[Dados de marcação de coordenadas]
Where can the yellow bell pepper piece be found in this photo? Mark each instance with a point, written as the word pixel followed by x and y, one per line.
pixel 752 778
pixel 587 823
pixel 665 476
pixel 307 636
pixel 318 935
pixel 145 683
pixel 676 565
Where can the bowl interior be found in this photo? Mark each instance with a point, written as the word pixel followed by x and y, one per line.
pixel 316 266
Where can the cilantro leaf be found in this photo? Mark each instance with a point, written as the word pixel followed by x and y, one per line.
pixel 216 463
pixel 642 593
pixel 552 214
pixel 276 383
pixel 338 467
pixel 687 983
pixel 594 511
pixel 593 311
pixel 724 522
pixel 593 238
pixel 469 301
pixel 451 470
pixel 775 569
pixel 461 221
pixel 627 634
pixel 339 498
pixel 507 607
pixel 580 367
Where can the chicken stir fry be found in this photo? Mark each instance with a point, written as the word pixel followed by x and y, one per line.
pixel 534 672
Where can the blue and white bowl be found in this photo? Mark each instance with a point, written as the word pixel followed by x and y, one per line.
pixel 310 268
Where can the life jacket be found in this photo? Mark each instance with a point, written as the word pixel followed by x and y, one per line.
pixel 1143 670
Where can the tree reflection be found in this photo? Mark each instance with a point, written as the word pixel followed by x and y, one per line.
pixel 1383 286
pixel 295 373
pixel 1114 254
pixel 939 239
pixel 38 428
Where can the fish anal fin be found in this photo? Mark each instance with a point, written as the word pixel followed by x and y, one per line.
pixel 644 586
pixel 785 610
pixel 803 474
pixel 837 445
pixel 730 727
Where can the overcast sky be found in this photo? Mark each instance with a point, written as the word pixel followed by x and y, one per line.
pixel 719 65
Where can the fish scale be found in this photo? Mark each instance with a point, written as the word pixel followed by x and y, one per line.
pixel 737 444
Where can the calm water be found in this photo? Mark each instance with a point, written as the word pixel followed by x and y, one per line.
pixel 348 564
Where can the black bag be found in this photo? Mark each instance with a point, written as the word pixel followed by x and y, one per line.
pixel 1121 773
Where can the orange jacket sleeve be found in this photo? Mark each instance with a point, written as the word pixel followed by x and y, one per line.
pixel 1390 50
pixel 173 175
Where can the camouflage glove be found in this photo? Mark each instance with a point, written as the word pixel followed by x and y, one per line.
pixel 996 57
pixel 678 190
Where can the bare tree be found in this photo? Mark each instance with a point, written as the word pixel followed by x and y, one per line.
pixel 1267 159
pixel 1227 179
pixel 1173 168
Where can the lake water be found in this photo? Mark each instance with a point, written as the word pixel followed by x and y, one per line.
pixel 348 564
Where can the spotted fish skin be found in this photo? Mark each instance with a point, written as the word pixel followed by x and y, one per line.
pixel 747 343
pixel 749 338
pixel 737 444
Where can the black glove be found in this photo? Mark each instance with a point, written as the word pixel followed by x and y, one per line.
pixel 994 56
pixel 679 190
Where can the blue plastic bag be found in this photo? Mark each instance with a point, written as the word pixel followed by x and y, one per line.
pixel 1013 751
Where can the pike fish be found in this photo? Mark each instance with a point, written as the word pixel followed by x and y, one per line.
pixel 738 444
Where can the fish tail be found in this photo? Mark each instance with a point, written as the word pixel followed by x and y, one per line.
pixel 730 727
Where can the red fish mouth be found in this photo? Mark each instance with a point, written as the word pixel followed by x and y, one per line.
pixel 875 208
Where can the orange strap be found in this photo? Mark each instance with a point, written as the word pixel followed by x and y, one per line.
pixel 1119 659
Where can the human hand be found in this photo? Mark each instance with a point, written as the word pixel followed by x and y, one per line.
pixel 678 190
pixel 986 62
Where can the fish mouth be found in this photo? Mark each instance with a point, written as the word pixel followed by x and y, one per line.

REQUISITOS » Reproduza fielmente todos os itens acima, sem alterar nada.

EXERCÍCIO CONCLUÍDO »
Where can the yellow bell pepper piece be found in this photo? Mark each instance with a point, written as the word pixel followed by x and y, one per line.
pixel 752 778
pixel 587 823
pixel 665 476
pixel 307 636
pixel 318 935
pixel 145 683
pixel 676 565
Where can the bowl interior be found in this photo? Mark each instance with a point, written as the word pixel followed by x and y, one per line.
pixel 316 266
Where can the cilantro leaf be found in this photo? Mark each instance with a point, written as the word pixel followed by x and y, one per line.
pixel 216 463
pixel 642 593
pixel 552 214
pixel 276 383
pixel 338 467
pixel 687 983
pixel 594 511
pixel 593 311
pixel 724 522
pixel 593 238
pixel 469 301
pixel 451 470
pixel 775 569
pixel 461 221
pixel 627 634
pixel 339 498
pixel 507 607
pixel 580 367
Where can the chicken stir fry be found in this photo? Mark each instance with a point, written as the word pixel followed by x and y, one per line.
pixel 534 672
Where can the blue and white bowl be found in this photo? Mark each instance with a point, written as the word pixel followed by x and y, one per line.
pixel 310 268
Where can the life jacket be found in this photo? Mark each instance with a point, written as the word pixel followed by x and y, one per line.
pixel 1143 670
Where can the tree reflection be found in this photo? Mark each instance with a point, written as the word pixel followed by x and y, one per line.
pixel 1383 286
pixel 295 373
pixel 1114 254
pixel 939 239
pixel 38 428
Where can the fish anal fin be found in this photo? Mark each instance with a point, written as the word pixel followed by x and y, one per line.
pixel 644 586
pixel 785 610
pixel 803 474
pixel 837 445
pixel 730 727
Where can the overcast sky be found in this photo? Mark each instance with a point, written as the word pixel followed by x and y, one per line.
pixel 719 65
Where can the fish scale be found in this photo? Mark each instance with a point, written as the word pixel followed by x and y, one per line.
pixel 737 444
Where can the calm water be found in this photo? Mark each instance with a point, written as the word pixel followed by x and y, one per line.
pixel 348 564
Where can the black bag be found in this photo? Mark each instance with a point, written as the word pixel followed by x and y, one per line.
pixel 1121 773
Where can the orange jacket sleeve be found in this photo? Mark each instance with a point, written as the word pixel followed by x and y, one per line.
pixel 1390 50
pixel 173 175
Where can the camouflage glove be found in this photo? Mark each instance with a point, written as the word pixel followed by x and y, one per line.
pixel 996 57
pixel 678 190
Where can the bare tree be found in this photo? Mark each instance with a point, written as the word pixel followed by x and y, one per line.
pixel 1267 159
pixel 1227 179
pixel 1173 168
Where can the lake water be found in this photo? Mark each instance with a point, written as the word pixel followed by x and y, one per line.
pixel 348 564
Where can the spotted fish skin be found in this photo? Mark each instance with a point, written as the word pixel followed by x and y, one per line.
pixel 747 343
pixel 749 338
pixel 737 444
Where can the black glove be found in this photo? Mark each instance with a point, written as the word pixel followed by x and y, one per line.
pixel 994 56
pixel 679 190
Where can the blue plastic bag be found in this photo? Mark each instance with a point, written as the word pixel followed by x and y, one per line.
pixel 1013 751
Where can the pike fish be found in this photo? Mark each instance with a point, written as the word pixel followed by x and y, one per line.
pixel 738 444
Where can the fish tail be found in this photo? Mark each instance with a point, written as the word pixel followed by x and y, one per line.
pixel 730 727
Where can the red fish mouth be found in this photo? Mark each instance with a point, written as the word pixel followed by x and y, one per line.
pixel 875 208
Where can the orange strap be found in this photo? Mark each instance with a point, written as the word pixel followed by x and y, one per line.
pixel 1119 659
Where can the human hand be found in this photo? Mark each instance with a point, written as the word pixel followed by x and y, one per line.
pixel 678 190
pixel 986 62
Where can the fish mouth be found in this photo? Mark each instance with a point, written as the word pixel followed by x and y, one per line.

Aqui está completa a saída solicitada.